[Stored items from a collection]
====
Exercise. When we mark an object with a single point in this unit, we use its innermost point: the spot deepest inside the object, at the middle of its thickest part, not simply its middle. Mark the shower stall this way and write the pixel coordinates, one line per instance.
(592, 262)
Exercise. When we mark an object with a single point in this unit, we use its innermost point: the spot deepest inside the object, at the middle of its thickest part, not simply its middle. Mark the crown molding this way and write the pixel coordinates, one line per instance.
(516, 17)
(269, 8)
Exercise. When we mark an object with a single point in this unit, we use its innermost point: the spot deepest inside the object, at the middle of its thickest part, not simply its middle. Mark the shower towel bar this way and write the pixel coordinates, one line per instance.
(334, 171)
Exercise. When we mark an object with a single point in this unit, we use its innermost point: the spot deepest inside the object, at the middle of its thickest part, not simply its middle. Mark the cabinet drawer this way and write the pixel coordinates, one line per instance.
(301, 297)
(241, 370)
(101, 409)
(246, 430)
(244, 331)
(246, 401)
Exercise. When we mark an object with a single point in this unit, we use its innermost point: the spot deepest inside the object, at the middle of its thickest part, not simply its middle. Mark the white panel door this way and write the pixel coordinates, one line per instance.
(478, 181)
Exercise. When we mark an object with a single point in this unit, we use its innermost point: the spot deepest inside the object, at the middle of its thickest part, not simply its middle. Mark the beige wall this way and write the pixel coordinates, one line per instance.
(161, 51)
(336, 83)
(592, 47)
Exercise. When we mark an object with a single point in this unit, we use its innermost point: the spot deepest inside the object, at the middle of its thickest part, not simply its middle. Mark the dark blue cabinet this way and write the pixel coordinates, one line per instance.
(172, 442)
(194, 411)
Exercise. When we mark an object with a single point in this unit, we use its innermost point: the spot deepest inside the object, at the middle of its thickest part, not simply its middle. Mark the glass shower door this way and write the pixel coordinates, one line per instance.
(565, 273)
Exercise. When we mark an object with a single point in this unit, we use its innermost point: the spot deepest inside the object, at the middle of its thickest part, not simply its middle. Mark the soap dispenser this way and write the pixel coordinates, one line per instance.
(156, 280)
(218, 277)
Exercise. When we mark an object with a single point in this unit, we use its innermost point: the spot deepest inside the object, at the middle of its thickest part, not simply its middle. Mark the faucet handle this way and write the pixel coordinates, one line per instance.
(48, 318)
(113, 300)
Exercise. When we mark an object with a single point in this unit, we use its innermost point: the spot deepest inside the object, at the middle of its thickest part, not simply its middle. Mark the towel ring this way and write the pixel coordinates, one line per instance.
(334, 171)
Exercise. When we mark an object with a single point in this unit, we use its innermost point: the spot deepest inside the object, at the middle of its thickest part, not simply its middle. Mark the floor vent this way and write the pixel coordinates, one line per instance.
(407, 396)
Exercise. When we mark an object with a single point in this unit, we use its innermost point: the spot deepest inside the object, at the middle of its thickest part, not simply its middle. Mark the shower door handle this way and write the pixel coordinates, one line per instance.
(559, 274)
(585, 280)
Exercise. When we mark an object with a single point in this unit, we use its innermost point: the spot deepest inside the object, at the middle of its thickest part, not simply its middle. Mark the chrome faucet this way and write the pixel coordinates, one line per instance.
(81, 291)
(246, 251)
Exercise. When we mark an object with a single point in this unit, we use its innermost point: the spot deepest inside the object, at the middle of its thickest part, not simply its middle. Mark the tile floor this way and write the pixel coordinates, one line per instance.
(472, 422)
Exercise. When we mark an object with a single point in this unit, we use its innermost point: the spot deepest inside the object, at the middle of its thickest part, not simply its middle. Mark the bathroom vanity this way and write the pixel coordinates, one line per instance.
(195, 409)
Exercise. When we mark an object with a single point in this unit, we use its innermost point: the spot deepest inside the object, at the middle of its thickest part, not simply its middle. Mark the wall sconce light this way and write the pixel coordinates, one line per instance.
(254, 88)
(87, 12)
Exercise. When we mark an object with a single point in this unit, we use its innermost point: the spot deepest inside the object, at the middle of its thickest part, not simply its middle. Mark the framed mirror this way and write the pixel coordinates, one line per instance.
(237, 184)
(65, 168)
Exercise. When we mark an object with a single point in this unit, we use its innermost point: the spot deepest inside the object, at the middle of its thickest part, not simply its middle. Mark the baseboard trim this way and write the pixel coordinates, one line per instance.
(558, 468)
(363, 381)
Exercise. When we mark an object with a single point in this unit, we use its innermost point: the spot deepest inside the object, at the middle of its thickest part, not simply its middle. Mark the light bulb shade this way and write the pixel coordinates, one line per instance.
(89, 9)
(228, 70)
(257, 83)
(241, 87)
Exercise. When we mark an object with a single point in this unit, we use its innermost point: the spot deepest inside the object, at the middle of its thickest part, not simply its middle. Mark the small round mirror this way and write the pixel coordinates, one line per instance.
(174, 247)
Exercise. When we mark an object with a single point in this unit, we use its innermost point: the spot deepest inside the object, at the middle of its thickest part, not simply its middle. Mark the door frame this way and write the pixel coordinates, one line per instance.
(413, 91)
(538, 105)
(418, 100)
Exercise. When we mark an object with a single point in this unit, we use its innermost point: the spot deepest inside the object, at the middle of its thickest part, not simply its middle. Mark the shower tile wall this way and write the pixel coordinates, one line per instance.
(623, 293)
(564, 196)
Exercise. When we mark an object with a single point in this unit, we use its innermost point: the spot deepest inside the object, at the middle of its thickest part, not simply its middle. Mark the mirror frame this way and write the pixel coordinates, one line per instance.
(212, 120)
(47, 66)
====
Quote the entire listing above exactly.

Exercise. When we mark an object with a single point in this unit, we use its innermost point: the spot deepest inside the object, at the middle of its thickest part, not simply its middle. Mark the shower stall this way and write the pixel coordinates, one line per instance.
(592, 262)
Exercise. When we mark an object with a single point in this unit, we use its innermost point: the spot deepest inside the object, at the middle of its thickest part, not simply its middle. Mark the crown molding this way and write the pixel coordinates, one line per instance.
(516, 17)
(269, 8)
Exercise. When we mark an object with a single point in this unit, we use its innermost point: the spot deepest inside the object, at the middle of its thickest part, not simply its middle. Mark the shower towel bar this way and write the pixel coordinates, one line per instance.
(334, 171)
Exercise. When we mark an object with a single point in this unit, we use its innermost point: the spot deepest inside the object, at the middle of its thickest part, not simply its middle. Mark the cabinet drawer this way and write the pixel coordinates, one line per instance.
(301, 297)
(241, 370)
(101, 409)
(246, 430)
(244, 331)
(246, 401)
Exercise. When we mark an object with a single point in this unit, we use its innermost point: the spot deepest inside the object, at the middle of its thickest part, not simply its middle. Mark the white panel door this way and write the pixel coordinates, one line per instance.
(478, 181)
Exercise. When we mark an object with a single point in this unit, we use its innermost point: the spot deepest inside the object, at the middle of its thickest part, not simply its middle. Mark the beige wall this way and write the pixel coordinates, one line per instance.
(161, 51)
(336, 83)
(592, 47)
Exercise. When we mark an object with a single point in this unit, we use its innermost point: the spot deepest inside the object, at the middle of its thickest part, not simply its middle. Mark the dark blue cabinet this way and write the pixel coordinates, one line per instance.
(172, 442)
(194, 411)
Exercise. When we mark an object with a single point in this unit, we use its innermost point: the spot deepest inside the object, at the middle of its thickest part, not simply its middle. Mark the glass shower door this way and write the pixel coordinates, one line per instance.
(565, 273)
Exercise. When we mark an object with a single point in this unit, we use its innermost point: the spot deepest inside the object, at the middle of its thickest part, not simply its middle. Mark the soap dispenser this way and write the pixel coordinates, one line per instance.
(156, 280)
(218, 277)
Exercise. When we mark an object with a single point in this unit, we use its innermost point: the spot deepest inside the object, at the middle of its thickest part, not simply its middle. Mark the faucet handle this way and write the pixel coordinates, one line per instance.
(48, 318)
(113, 300)
Exercise. When we mark an object with a single point in this unit, we use its innermost point: the spot deepest inside the object, at the middle of its thickest part, not simply its middle. Mark the towel ring this way and write the pixel coordinates, one line per instance.
(334, 171)
Exercise. When we mark an object with a single point in this unit, we use its innermost point: the spot deepest inside the object, at the middle of its thickest part, not simply its middle. Mark the floor vent this way and write the pixel coordinates, one line per instance.
(407, 396)
Exercise. When we mark an object with a single point in this unit, we use its innermost point: the spot deepest inside the object, at the middle of its thickest part, not simply its middle. Mark the shower door handle this way and write the pixel coordinates, one line per instance.
(559, 274)
(585, 280)
Exercise. When we mark an object with a single point in this unit, we use its innermost point: the spot deepest inside the object, at the middle of its thickest part, not simply its middle. Mark the chrome faucet this way and write the pixel coordinates, one line per instance.
(81, 291)
(246, 251)
Exercise. When we mark an object with a single point in this unit, we use its innermost point: the spot deepest inside the object, at the middle of its thickest part, not simply its middle. Mark the tile floor this way and write the pixel coordinates, one line per instance.
(472, 422)
Exercise. When we mark an object with a single point in this unit, we use its innermost point: the spot deepest inside the object, at the middle of its thickest part, not simply its middle. Mark the bathroom vanity this way and write the pixel coordinates, one line per instance.
(195, 409)
Exercise. When we mark an object with a single point in this unit, we use its innermost point: the spot deepest inside the object, at the middle of its thickest part, not simply its middle. Mark the wall sconce light this way and write the pixel coordinates, one line per instance.
(254, 88)
(87, 12)
Exercise. When we mark an object with a single point in this unit, we use its innermost point: the spot deepest inside the object, at the middle of its thickest part, not simply its middle. Mark the framed mirror this way and write the pixel coordinates, one line per instance.
(237, 184)
(65, 168)
Exercise. When we mark an object with a single point in this unit, we use its innermost point: the spot deepest inside the object, at the middle of its thickest part, not simply its middle. Mark the baseboard trim this way and write the pixel coordinates, one line per instance.
(558, 468)
(363, 381)
Exercise. When we mark an object with a single point in this unit, we use its innermost point: the spot deepest inside the object, at the middle of its thickest part, not simply its middle. Mark the light bulb shade this way and write the pixel coordinates, one line per instance.
(89, 9)
(228, 70)
(257, 83)
(241, 87)
Exercise. When we mark an object with a single point in this unit, we use its innermost point: the spot deepest inside the object, at the middle of its thickest part, not simply its middle. Mark the small round mirror this way and write the pixel coordinates, one line per instance.
(174, 247)
Exercise. When we mark an object with a single point in this unit, we use its innermost point: the spot deepest inside the object, at the middle of its thickest part, not simply its middle. Mark the door frame this way and write the pixel coordinates, one line per instance.
(413, 91)
(538, 105)
(418, 100)
Exercise. When we mark an object with a single point in this unit, we use its innermost point: the spot deepest inside the object, at the middle of its thickest part, not simply its middle. Mark the shower tile wall this way and write the pixel coordinates, one line per instance.
(623, 293)
(564, 196)
Exercise. When we mark an object with a single point in this unit, we use its innermost point: the spot deepest inside the object, at the middle of its thickest part, not simply its middle. Mark the mirror frame this way and write the pixel coordinates, one line per instance.
(212, 120)
(47, 66)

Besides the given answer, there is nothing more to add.